WHAT IS EXPECTED: Extract the full listing below without altering a single character.
____ DATA PROVIDED
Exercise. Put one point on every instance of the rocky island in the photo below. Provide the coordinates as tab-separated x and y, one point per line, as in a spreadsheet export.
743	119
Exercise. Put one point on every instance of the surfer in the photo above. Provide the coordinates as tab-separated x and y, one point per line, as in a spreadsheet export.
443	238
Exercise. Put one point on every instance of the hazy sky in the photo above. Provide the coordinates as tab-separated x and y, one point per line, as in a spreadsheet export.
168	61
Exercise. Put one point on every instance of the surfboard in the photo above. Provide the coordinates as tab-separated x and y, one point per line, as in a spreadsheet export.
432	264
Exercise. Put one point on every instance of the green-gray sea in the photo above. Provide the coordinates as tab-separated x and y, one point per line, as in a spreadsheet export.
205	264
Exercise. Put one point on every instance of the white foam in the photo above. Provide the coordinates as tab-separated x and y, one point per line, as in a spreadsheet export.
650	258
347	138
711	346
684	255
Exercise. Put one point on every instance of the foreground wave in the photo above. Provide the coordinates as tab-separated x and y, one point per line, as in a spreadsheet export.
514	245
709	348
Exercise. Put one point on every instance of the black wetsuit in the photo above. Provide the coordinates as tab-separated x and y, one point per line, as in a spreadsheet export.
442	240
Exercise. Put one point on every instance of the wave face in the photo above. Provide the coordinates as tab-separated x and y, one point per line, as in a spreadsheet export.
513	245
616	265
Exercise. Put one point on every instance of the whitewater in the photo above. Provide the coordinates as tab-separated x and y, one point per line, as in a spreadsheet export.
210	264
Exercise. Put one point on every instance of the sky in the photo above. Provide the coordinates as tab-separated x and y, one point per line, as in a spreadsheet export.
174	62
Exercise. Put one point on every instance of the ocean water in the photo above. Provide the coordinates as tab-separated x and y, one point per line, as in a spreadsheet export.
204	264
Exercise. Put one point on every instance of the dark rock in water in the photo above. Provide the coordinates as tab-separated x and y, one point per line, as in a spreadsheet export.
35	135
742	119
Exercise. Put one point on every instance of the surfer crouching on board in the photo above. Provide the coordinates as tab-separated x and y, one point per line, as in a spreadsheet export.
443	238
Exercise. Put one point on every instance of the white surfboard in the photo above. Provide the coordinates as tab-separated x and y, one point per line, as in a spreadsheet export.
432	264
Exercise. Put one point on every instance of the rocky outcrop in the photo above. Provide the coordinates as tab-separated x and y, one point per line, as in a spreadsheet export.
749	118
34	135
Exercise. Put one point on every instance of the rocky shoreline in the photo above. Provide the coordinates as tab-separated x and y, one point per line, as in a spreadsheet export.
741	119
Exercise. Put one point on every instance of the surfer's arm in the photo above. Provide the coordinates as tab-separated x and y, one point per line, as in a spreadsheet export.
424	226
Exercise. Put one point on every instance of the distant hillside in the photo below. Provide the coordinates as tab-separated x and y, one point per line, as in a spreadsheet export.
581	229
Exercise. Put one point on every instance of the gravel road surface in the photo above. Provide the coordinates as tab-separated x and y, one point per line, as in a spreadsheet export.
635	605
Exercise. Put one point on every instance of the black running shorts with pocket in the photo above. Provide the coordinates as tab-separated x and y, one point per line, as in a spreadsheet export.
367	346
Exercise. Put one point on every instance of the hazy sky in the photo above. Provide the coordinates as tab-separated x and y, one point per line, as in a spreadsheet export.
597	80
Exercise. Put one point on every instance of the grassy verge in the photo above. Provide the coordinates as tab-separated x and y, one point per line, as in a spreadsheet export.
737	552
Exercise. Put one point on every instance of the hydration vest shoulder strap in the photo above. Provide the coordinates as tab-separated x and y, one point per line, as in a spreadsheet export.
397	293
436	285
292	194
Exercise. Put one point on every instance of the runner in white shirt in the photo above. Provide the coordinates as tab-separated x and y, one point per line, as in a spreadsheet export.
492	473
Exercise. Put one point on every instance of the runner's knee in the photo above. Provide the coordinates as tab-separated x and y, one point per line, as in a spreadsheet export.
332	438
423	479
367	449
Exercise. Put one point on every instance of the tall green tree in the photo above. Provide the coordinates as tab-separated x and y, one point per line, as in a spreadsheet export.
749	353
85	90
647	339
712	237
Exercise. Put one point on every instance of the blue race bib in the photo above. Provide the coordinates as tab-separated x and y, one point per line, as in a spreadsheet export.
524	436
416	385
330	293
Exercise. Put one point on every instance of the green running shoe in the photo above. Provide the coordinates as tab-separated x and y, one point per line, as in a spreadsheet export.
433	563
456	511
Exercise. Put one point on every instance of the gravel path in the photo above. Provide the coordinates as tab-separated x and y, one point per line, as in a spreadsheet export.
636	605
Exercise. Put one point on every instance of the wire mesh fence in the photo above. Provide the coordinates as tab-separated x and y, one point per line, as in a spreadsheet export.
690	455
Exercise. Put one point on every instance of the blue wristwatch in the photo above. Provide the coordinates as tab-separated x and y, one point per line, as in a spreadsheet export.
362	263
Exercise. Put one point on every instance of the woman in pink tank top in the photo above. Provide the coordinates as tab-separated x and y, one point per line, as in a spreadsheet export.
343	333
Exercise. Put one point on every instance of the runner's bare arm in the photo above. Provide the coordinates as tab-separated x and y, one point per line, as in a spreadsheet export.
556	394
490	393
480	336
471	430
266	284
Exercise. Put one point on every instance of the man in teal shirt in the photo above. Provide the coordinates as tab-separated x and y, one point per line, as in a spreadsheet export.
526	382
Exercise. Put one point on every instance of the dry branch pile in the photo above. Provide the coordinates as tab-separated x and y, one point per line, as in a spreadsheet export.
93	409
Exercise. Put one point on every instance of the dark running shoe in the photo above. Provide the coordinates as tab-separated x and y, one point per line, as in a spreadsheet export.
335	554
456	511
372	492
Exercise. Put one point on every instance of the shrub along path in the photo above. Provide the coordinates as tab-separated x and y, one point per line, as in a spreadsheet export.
________
PROBLEM SOLUTION:
Exercise. Put one point on every instance of the rocky island in the photo below. Provide the coordinates as tab-separated x and y, one point per line, as in a spreadsheet export.
743	119
Exercise. Put one point on every instance of the surfer in the photo above. Provide the coordinates as tab-separated x and y, one point per line, as in a spreadsheet export.
443	238
Exercise. Put one point on every instance of the hazy sky in the photo above. Provide the coordinates as tab-separated x and y, one point per line, as in a spreadsheet export.
168	61
Exercise. Put one point on every instance of the surfboard in the photo above. Provide the coordinates as tab-separated x and y, one point per line, as in a spreadsheet export.
432	264
Exercise. Put one point on every instance of the green-gray sea in the photo above. Provide the coordinates as tab-separated x and y, one point per line, as in a spreadsheet export.
205	264
Exercise. Put one point on every instance of the white foam in the photo above. Provide the coordinates as tab-separated x and y, one point per line, as in a spreadsheet export.
650	258
347	138
711	346
684	255
Exercise. Put one point on every instance of the foreground wave in the photo above. Provide the coordinates as tab-separated x and y, one point per line, as in a spreadsheet export.
514	245
709	348
Exercise. Put one point on every instance of the black wetsuit in the photo above. Provide the coordinates as tab-separated x and y, one point per line, as in a spreadsheet export.
442	240
Exercise. Put one point on every instance of the wave face in the photo above. Provide the coordinates as tab-separated x and y, one point per line, as in a spreadsheet export.
513	245
616	265
Exercise. Put one point on every instance of the whitewater in the photo above. Provide the coordinates as tab-separated x and y, one point per line, as in a spreadsheet export.
210	264
Exercise. Put one point on every instance of the sky in the photo above. Provide the coordinates as tab-separated x and y, one point per line, as in a spreadsheet export.
174	62
Exercise. Put one point on every instance of the ocean water in the photo above. Provide the coordinates as tab-separated x and y, one point per line, as in a spreadsheet export.
204	264
Exercise. Put one point on every instance of the dark rock in water in the photo above. Provide the coordinates as tab-separated x and y, one point per line, as in a spreadsheet export.
35	135
742	119
Exercise. Put one point on every instance of the surfer crouching on board in the photo above. Provide the coordinates as tab-separated x and y, one point per line, as in a spreadsheet export.
443	238
Exercise. Put one point on every instance of the white surfboard in the photo above. Provide the coordinates as tab-separated x and y, one point per line, as in a spreadsheet export.
432	264
Exercise. Put one point on every instance of the rocky outcrop in the photo above. Provide the coordinates as tab-separated x and y, one point per line, as in a spreadsheet export.
749	118
34	135
Exercise. Put one point on every instance of the rocky shoreline in the photo above. Provide the coordinates as tab-separated x and y, one point per line, as in a spreadsheet export.
741	119
Exercise. Put one point on every instance of the surfer's arm in the photo above. Provide the coordinates as tab-separated x and y, one point per line, as in a spreadsheet export.
424	226
Exercise. Put one point on every instance of the distant hillside in the photo below. Provide the coordinates as tab-separated x and y, one point per line, as in a spreadsheet export.
581	229
Exercise. Put one point on every instance of the gravel road surface in the photo above. Provide the coordinates as tab-separated x and y, one point per line, as in a spreadsheet export.
635	605
Exercise. Put one point on every instance of the black running shorts with pocket in the photo above. Provide the coordinates as tab-separated x and y, one point per line, as in a spreadsheet export.
367	346
Exercise. Put one point on every instance of the hazy sky in the photo above. Provide the coordinates as tab-separated x and y, one point per line, as in a spreadsheet export.
597	80
Exercise. Put one point on every instance of the grassy verge in the photo above. Provide the coordinates as tab-separated x and y, one point per line, as in a spreadsheet export.
737	552
Exercise. Put one point on every instance of the hydration vest shoulder strap in the photo above. Provide the coordinates as tab-separated x and y, one point per line, as in a spreadsheet export.
397	293
436	285
292	194
Exercise. Put one point on every instance of the runner in white shirt in the photo above. Provide the coordinates as tab-separated x and y, one point per line, as in a spreadsheet export.
492	473
Exercise. Put one point on every instance of the runner's knee in the photo above. Provide the coordinates as tab-separated x and y, one point per line, as in a spreadsheet export.
332	438
423	479
367	449
Exercise. Put one point on every instance of the tall green tree in the photo above. Provide the coordinates as tab-separated x and y, one point per line, as in a spreadsheet export.
749	353
85	90
647	339
712	237
Exercise. Put one point on every instance of the blue race bib in the photo above. Provide the coordinates as tab-separated x and y, one point per line, as in a spreadsheet export.
524	436
416	385
330	293
Exercise. Put one point on every instance of the green running shoe in the photo above. Provide the coordinates as tab-separated x and y, one point per line, as in a spreadsheet export.
433	563
456	511
Exercise. Put one point on every instance of the gravel path in the photo above. Provide the coordinates as tab-separated x and y, one point per line, as in a spreadsheet export.
636	605
Exercise. Put one point on every instance of the wire mesh fence in the photo above. Provide the coordinates as tab-separated x and y, one point per line, as in a spreadsheet export.
690	455
Exercise. Put one point on every instance of the blue wristwatch in the photo above. Provide the coordinates as tab-separated x and y, one point per line, as in a spreadsheet export.
362	263
Exercise. Put one point on every instance of the woman in pink tank top in the photo above. Provide the coordinates as tab-separated x and y, one point per line, as in a spreadsheet export.
343	333
Exercise. Put one point on every instance of the runner's bare arm in the photo above. Provide the coordinates as tab-separated x and y, one point per line, as in a spreadsheet export.
556	394
490	393
480	336
471	430
266	284
Exercise. Put one point on every instance of the man in teal shirt in the photo above. Provide the coordinates as tab-separated x and y, one point per line, as in a spreadsheet export.
526	382
Exercise. Put one point on every instance of the dry branch pile in the photo above. Provide the coordinates as tab-separated x and y, one point per line, as in a spreadsheet export.
93	409
Exercise. Put one point on every instance of the dark running shoe in the photo above. Provide the coordinates as tab-separated x and y, one point per line, as in a spreadsheet export.
335	554
456	511
372	492
Exercise. Put one point on every instance of the shrub along path in the photo above. Provide the coordinates as tab-separated x and y, one point per line, as in a spreadsheet export.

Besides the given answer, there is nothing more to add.